━━━ Input data

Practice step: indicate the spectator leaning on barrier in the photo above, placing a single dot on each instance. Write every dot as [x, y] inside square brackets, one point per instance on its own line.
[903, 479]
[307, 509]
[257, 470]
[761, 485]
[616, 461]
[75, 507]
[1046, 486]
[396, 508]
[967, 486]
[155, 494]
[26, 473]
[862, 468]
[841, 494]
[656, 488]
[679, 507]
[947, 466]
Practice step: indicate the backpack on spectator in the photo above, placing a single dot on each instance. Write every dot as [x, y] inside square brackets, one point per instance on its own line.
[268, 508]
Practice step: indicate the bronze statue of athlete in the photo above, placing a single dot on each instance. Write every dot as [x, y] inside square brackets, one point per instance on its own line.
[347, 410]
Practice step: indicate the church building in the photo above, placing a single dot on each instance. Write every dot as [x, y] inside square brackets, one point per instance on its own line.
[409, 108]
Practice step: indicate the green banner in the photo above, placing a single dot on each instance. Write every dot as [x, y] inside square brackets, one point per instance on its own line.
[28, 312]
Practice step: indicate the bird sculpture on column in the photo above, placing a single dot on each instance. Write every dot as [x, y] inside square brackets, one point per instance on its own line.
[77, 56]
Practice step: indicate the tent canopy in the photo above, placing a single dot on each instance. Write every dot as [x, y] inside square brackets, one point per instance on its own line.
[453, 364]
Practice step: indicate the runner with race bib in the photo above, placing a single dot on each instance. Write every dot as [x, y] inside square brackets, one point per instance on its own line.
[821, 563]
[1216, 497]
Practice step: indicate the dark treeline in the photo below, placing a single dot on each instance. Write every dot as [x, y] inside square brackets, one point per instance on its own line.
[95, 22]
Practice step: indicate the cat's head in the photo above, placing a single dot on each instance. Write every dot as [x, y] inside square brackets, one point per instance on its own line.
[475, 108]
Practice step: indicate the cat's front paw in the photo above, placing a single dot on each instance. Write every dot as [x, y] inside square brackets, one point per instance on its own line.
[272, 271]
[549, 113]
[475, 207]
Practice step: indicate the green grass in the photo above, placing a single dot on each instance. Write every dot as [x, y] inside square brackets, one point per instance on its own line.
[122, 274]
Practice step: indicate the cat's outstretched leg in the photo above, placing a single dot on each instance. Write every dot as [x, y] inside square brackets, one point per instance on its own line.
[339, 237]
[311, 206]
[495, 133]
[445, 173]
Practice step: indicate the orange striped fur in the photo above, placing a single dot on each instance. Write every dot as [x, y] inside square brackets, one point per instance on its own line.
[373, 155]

━━━━━━

Reproduce, without alteration, the lines of the records from the line containing "Practice step: indicate the orange" through the end of the records, inclusive.

— Result of the task —
Practice step: indicate the orange striped fur in the photo above, placing a single dot on each instance. Write every dot as [x, y] inside square brackets, one point per instance on its own line.
[373, 155]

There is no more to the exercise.